• **Do this**: Convert the records below into a JSON list of strings, one string per line, skipping blank lines. Include only the lines from the one with "Spot the yacht windshield" up to and including the one with "[[297, 379]]".

(Pointing dataset records)
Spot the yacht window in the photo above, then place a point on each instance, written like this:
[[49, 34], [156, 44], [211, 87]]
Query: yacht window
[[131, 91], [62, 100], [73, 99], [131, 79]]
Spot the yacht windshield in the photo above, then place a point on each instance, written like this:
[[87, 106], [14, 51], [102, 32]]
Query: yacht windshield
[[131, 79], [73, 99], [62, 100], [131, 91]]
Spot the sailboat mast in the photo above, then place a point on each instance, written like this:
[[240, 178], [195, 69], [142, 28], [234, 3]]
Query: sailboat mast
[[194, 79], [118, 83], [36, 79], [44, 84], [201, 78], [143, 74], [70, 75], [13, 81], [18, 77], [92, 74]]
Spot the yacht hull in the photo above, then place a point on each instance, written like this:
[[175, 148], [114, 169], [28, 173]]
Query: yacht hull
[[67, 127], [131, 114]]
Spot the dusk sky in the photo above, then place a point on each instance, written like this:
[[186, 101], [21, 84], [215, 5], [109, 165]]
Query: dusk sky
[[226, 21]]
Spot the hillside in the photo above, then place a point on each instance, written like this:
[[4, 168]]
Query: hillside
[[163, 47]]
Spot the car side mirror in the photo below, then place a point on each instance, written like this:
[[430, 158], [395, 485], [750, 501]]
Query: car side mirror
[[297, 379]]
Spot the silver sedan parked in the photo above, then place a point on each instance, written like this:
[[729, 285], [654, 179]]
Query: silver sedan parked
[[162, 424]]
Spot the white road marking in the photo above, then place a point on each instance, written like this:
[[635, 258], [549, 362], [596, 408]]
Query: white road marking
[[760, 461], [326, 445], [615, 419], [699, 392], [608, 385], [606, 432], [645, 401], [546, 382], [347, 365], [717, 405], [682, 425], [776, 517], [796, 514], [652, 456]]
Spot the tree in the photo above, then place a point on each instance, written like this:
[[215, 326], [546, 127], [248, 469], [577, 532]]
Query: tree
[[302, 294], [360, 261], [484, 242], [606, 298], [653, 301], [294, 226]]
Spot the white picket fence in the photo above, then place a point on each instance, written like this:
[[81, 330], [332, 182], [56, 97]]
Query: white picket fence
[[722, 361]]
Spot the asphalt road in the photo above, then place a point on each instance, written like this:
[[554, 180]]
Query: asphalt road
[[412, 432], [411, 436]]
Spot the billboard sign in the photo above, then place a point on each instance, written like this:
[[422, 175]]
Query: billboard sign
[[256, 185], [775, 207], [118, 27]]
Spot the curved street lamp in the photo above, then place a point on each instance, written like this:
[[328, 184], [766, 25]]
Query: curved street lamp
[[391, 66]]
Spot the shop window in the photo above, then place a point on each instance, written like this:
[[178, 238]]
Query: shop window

...

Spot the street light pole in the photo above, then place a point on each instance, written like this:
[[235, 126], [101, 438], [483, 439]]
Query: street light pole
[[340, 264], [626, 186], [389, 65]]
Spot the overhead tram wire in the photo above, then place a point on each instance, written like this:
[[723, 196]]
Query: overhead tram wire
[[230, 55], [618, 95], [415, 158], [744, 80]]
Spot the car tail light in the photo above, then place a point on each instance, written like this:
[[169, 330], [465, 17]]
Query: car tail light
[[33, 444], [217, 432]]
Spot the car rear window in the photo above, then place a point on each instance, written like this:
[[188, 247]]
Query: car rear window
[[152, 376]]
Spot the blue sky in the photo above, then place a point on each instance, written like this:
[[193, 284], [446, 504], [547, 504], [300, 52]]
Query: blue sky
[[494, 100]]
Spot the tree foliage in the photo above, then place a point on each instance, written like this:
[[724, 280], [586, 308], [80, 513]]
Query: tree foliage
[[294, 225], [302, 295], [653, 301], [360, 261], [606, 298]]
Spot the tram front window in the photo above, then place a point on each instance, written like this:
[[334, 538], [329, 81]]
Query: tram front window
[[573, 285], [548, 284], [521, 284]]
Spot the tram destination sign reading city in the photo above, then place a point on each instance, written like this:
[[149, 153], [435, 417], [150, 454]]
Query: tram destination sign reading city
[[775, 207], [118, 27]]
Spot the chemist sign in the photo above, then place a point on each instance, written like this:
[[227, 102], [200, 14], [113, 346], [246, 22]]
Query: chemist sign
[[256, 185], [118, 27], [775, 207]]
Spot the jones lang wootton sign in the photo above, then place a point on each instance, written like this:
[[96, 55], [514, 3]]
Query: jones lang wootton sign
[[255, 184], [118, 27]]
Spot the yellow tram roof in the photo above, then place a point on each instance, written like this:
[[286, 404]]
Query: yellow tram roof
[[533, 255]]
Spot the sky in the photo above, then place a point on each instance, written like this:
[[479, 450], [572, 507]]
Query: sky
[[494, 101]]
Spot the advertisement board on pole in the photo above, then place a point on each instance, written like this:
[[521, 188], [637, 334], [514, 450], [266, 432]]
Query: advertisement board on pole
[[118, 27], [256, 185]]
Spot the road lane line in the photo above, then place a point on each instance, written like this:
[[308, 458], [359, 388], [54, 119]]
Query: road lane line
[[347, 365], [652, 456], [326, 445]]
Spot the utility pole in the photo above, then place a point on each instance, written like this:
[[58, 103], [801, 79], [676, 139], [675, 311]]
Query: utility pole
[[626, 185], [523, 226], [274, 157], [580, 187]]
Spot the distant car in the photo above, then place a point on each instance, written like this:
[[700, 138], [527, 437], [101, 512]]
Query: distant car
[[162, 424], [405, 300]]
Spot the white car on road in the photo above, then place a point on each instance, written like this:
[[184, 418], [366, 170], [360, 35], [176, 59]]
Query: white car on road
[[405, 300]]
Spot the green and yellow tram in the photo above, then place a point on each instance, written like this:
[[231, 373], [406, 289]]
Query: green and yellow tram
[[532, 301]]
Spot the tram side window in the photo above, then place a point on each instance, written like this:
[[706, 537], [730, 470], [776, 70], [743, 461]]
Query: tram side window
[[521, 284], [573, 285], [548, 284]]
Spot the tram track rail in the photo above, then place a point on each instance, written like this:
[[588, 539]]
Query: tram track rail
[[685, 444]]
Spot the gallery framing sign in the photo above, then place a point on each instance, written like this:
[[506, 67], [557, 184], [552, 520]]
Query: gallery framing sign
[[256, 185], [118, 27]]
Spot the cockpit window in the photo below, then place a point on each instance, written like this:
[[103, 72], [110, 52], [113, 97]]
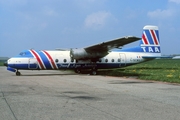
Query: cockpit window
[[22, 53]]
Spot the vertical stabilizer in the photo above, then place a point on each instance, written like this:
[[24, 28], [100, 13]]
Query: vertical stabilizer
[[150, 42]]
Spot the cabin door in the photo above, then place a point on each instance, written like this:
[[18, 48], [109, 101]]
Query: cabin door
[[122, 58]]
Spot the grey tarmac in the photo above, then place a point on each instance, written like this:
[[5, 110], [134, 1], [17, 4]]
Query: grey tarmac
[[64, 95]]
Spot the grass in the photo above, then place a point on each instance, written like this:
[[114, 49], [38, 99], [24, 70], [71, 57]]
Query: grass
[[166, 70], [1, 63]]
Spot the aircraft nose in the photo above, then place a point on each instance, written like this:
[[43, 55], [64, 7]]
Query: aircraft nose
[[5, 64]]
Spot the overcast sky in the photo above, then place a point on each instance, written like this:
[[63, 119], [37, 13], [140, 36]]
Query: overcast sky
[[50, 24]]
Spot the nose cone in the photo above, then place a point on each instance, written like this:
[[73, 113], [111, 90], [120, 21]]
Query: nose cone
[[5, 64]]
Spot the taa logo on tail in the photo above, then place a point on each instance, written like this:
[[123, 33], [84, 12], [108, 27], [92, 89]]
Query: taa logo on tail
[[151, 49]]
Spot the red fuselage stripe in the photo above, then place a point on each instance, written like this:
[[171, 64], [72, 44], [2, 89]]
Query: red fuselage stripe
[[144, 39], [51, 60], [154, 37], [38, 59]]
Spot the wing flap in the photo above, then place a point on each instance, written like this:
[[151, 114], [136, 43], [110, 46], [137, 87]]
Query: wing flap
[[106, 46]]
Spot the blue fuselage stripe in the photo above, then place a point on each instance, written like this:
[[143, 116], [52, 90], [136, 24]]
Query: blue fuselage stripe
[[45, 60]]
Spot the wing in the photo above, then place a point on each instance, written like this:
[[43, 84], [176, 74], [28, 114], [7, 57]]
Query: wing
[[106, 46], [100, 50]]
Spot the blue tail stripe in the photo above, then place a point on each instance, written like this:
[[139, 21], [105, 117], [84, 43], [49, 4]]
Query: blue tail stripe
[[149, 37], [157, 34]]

• **Problem solution**:
[
  "Spot the yacht windshield in the photo above, then place a point on each instance, written like this:",
  "[[87, 106], [14, 51], [102, 32]]",
  "Query: yacht windshield",
  "[[131, 79], [73, 99], [62, 100], [131, 91]]",
  "Spot the sailboat mast in the photo above, then place a point on each instance, written like this:",
  "[[240, 178], [195, 69], [142, 28], [234, 3]]",
  "Query: sailboat mast",
  "[[194, 79], [118, 83], [36, 79], [44, 84], [201, 78], [143, 74], [70, 75], [13, 81], [18, 77], [92, 74]]",
  "Spot the yacht hull in the photo above, then place a point on each instance, written like this:",
  "[[175, 148], [114, 169], [28, 173]]",
  "Query: yacht hull",
  "[[67, 127], [131, 114]]",
  "Spot the dusk sky in the photo above, then place a point on each instance, written like this:",
  "[[186, 101], [21, 84], [215, 5], [109, 165]]",
  "Query: dusk sky",
  "[[226, 21]]",
  "Spot the hillside in the photo above, then place a point on each instance, written like this:",
  "[[4, 168]]",
  "Query: hillside",
  "[[163, 47]]",
  "Spot the car side mirror in the photo below, then place a point on each instance, written like this:",
  "[[430, 158], [395, 485], [750, 501]]",
  "Query: car side mirror",
  "[[297, 379]]"
]